#### [Directions]
Using the records below, transcribe word for word the stretch from the line that contains "Target: pine tree" through the line that contains "Target: truck grille", both end lines included, and nothing else.

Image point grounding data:
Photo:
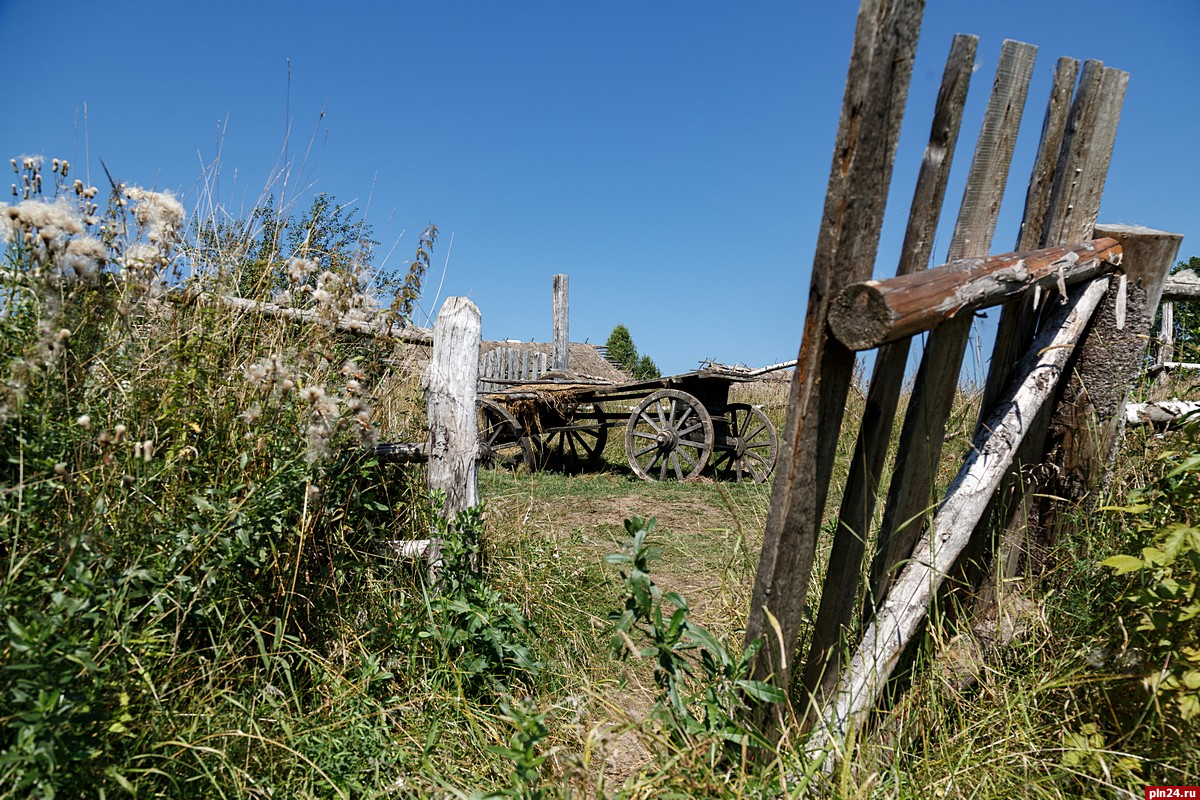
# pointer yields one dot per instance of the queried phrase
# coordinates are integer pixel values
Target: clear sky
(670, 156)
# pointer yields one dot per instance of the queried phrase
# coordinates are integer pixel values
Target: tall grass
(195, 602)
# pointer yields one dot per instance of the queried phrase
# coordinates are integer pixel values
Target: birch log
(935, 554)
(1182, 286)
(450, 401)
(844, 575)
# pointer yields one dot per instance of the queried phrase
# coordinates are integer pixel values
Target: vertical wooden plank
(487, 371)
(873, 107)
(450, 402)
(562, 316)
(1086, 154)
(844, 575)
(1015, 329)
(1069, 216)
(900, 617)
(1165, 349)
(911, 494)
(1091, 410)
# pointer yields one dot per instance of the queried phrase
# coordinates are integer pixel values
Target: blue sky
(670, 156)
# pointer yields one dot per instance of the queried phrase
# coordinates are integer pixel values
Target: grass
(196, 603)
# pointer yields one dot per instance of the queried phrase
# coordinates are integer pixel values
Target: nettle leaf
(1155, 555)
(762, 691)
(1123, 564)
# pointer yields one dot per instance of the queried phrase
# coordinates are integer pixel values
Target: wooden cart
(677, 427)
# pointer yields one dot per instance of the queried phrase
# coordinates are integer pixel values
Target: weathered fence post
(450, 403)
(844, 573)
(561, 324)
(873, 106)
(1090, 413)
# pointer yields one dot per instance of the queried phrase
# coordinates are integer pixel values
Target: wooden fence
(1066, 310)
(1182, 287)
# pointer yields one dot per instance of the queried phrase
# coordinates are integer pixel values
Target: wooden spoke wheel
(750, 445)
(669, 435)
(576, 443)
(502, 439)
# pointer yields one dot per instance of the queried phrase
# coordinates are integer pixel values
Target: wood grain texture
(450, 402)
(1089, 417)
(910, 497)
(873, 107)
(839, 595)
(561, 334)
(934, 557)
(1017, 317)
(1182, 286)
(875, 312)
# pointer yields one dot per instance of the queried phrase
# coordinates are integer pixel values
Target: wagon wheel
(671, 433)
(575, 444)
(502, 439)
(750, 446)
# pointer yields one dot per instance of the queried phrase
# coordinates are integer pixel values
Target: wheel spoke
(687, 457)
==
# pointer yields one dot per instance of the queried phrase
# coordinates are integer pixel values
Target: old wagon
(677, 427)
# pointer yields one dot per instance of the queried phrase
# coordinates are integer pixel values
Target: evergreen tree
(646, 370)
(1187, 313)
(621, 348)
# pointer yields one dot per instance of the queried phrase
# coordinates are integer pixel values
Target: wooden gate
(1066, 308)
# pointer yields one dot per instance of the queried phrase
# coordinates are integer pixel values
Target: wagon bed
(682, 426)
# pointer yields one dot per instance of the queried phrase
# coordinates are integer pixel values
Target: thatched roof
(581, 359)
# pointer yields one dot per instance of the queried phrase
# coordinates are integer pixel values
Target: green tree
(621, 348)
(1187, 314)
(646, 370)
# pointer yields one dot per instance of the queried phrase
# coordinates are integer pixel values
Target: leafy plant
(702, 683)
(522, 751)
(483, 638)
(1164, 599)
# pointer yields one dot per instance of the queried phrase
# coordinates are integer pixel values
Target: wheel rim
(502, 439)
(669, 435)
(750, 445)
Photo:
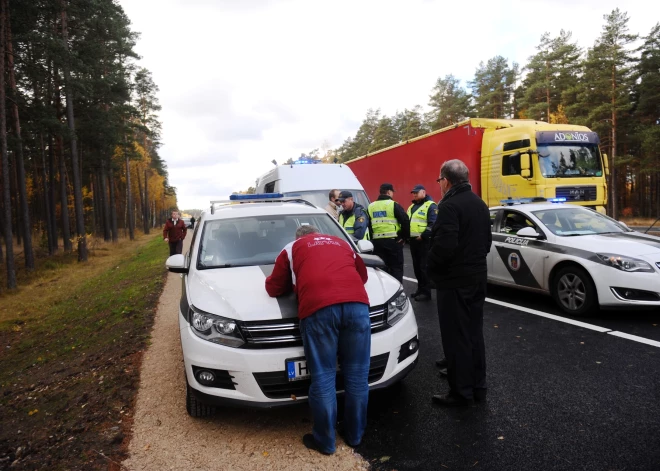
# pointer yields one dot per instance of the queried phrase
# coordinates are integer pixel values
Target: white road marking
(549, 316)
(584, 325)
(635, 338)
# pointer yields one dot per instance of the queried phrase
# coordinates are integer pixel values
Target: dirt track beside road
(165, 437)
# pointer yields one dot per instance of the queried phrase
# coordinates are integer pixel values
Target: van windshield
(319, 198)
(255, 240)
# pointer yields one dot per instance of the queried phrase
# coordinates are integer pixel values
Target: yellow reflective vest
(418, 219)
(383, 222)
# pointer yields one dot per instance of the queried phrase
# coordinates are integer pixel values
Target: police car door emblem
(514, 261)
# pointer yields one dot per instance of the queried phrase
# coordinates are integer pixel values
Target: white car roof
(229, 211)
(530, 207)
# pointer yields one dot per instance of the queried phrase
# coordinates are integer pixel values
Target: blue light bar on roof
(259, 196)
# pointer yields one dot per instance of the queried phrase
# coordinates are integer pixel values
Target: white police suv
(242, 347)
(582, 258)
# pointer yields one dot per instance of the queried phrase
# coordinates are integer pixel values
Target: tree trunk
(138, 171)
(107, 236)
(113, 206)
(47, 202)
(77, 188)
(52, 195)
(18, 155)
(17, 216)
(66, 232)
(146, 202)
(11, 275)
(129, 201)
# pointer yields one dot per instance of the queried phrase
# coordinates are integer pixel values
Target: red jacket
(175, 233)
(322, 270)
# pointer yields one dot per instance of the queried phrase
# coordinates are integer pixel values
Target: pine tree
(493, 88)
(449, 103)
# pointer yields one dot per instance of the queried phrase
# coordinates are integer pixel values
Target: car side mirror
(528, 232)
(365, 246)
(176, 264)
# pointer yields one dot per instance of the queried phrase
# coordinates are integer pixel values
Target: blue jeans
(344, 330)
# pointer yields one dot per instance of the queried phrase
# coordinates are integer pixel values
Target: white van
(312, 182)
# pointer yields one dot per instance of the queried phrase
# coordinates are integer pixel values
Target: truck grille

#### [Task output]
Target: pine tree
(493, 88)
(449, 103)
# pointer yields one dot per instance of the queried phrase
# coordinates are integer pixel values
Target: car side mirror
(528, 232)
(365, 246)
(176, 264)
# pointer yields one dot per instance of the queried phrase
# coordinates are integer pixel values
Target: blue jeans
(344, 330)
# pointer yields one dot per instance of the queried phrase
# coordinates are integer pixel values
Target: white van
(312, 182)
# pointer yields one dot per instance of the queried phrase
# coordinates are integer pixel values
Target: truck grille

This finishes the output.